(Text shown begins)

Posts / ai
The Slowest Possible Answer to the Right Question
Saw a thread this week about someone running a 744-billion-parameter model on a machine with 25GB of RAM. Not fast. About 0.1 tokens per second, which works out to roughly 8000 tokens a day if you leave it running. That’s a handful of proper questions answered, once every twenty-four hours, on hardware you could buy at JB Hi-Fi.
My first reaction was the same as half the comment section: what’s the point. Then I sat with it for a bit, on the train home, and changed my mind slightly. That happens more than I’d like to admit.
The obvious criticism is that nobody’s going to use this for real work. Fair enough, I’m not going to fire up a laptop and wait three days for a code review. But someone in the thread made a point that stuck with me: getting a genuine expert opinion on something hard, if you don’t have money or access, can already take weeks. Suddenly a day doesn’t sound so bad. It’s not competing with ChatGPT’s five-second response. It’s competing with not having an answer at all.
There’s a tension here I don’t think you can resolve neatly, and I’m not going to pretend otherwise. On one hand, this is a genuinely interesting bit of engineering: streaming hundreds of gigabytes of model weights off a disk, keeping the dense layers hot in memory, treating the whole thing less like inference and more like a very patient library. On the other hand, it’s also true that llama.cpp has been able to do a version of this for over a year, and a chunk of the excitement in that thread was really about the idea of running something enormous on something small, rather than the thing itself being new. Both of those can be true. I don’t need to pick a side.
What actually got me thinking was the sub-thread about who this is even for. Someone mentioned space exploration, which sounds like a stretch until you remember that a probe on Mars doesn’t care if an answer takes six hours, because sending the question to Earth and waiting for a reply takes longer anyway. Someone else mentioned remote listening posts, disaster zones, places where connectivity isn’t a given. I spend my working life assuming connectivity is a given. It’s a very Melbourne, hybrid-office, NBN-took-a-decade-but-we-got-there kind of assumption. Most of the world doesn’t get to make it.

(Text shown ends)
(Information begins)

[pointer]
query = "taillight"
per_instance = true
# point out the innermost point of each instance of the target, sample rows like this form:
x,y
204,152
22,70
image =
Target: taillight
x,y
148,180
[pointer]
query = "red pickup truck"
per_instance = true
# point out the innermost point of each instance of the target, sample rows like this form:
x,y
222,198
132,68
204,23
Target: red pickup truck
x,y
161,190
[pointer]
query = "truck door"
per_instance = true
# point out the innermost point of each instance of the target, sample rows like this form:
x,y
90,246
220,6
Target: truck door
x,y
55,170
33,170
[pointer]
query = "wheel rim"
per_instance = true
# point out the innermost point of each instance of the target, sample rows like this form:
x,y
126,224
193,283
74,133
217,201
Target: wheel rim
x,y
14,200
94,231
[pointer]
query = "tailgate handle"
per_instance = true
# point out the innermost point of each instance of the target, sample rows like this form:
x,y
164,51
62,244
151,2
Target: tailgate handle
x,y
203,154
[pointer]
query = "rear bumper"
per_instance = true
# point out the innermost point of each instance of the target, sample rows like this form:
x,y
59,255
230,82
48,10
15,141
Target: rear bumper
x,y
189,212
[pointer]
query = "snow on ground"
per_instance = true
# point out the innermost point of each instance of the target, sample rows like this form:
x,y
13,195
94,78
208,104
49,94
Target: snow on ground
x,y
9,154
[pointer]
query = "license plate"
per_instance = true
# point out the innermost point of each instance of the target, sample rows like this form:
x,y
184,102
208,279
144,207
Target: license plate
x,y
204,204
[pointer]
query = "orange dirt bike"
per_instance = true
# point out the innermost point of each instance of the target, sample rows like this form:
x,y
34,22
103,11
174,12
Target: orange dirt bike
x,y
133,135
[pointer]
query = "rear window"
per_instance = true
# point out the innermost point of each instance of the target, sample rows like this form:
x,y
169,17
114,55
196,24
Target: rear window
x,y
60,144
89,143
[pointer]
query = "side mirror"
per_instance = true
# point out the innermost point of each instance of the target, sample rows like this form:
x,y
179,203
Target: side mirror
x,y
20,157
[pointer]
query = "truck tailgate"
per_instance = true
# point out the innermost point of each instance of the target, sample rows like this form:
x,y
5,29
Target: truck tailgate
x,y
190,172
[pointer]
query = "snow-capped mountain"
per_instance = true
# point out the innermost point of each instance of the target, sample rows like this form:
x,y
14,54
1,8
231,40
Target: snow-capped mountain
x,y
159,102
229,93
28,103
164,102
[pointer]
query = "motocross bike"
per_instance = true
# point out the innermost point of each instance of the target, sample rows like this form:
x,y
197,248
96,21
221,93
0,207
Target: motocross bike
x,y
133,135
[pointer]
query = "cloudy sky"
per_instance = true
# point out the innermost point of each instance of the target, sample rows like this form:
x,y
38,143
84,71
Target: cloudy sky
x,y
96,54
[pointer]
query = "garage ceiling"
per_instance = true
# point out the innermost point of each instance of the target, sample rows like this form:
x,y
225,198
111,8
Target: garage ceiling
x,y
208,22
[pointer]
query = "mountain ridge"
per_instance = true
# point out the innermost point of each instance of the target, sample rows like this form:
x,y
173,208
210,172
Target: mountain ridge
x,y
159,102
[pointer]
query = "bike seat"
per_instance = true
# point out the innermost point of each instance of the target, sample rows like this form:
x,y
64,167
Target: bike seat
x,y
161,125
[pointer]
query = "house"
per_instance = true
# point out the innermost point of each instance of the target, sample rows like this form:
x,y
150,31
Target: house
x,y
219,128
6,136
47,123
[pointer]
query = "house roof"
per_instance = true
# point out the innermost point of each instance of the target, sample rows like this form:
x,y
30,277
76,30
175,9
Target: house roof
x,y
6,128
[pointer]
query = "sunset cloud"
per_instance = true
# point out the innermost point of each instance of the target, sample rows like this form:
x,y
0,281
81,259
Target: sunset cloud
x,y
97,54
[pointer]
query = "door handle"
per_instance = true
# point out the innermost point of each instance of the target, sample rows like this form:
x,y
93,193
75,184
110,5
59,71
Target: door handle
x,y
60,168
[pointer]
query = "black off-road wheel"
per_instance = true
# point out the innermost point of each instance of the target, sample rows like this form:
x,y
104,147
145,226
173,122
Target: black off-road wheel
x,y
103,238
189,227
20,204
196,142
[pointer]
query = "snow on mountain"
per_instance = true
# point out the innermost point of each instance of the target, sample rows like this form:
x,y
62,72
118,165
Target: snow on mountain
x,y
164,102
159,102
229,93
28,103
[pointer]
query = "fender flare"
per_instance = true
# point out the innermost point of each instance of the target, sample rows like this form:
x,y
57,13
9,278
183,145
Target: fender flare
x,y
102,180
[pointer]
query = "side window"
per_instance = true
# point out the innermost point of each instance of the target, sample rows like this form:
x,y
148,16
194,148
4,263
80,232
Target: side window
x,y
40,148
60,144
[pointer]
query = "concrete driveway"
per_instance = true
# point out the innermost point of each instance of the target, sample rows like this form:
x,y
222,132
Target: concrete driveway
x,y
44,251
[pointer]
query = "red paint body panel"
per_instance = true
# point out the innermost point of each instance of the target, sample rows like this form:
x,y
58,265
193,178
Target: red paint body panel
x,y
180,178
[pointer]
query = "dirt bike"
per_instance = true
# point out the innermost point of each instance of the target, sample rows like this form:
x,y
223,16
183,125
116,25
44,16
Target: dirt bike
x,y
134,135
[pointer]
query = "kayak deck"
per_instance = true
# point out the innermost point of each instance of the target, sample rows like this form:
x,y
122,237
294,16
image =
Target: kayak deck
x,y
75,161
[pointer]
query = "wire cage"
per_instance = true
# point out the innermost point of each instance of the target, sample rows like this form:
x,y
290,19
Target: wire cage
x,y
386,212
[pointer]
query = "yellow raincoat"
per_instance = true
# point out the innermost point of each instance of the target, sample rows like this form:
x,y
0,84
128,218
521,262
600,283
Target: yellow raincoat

(Information ends)

#### [Activities]
A – In the blog post about running a 744-billion-parameter model on 25GB of RAM, why does the writer say a Mars probe wouldn't mind waiting six hours for an answer? Explain in one to three sentences.
B – According to the blog post about running a 744-billion-parameter model on 25GB of RAM, roughly how many tokens a day does 0.1 tokens per second produce?
C – Continue the blog post about running a 744-billion-parameter model on 25GB of RAM, starting after its last sentence.

#### [List of answers]
A – Sending a question from Mars to Earth and waiting for a reply already takes longer than six hours. A slow answer produced locally therefore costs the probe nothing extra.

B – About 8000 tokens a day, if left running.

C –
I did a version of this thinking a few years back, not with AI, with backups. We had a house fire scare, nothing dramatic, an electrical fault that got caught early, but it made me actually think about what happens if the internet just isn’t there one day. Not in a prepper way, more in a “huh, I should probably have a local copy of the photos” way. This model-on-a-potato-laptop thing scratches the same itch. It’s not about performance. It’s about not being entirely dependent on someone else’s data centre in Texas being switched on and feeling generous.
The bit of the discussion that got genuinely heated was about whether the project was “vibe coded”, meaning largely AI-generated, and whether that mattered. Half the thread wanted to argue about code purity. I don’t especially care how it was built if it works, though I’ll admit as someone with a dev background I have a soft spot for understanding why something works, not just that it does. That’s probably an old habit more than a principle.
None of this changes my worry about where all this compute actually comes from, or what running frontier models at scale is doing to power grids and water use, a topic that gets less airtime than it should. A model that runs slow on your own hardware, using your own electricity, for your own question, is at least honest about its cost in a way that a free chatbot answer never has to be. You feel the wait. You feel the fan spin up. There’s something almost old-fashioned about that, in a good way.
I don’t think most people will ever run a 744B model off a laptop drive at one token every ten seconds. But I like that someone tried it, and I like that it forced a few hundred strangers to argue about what “usable” even means. That’s not nothing.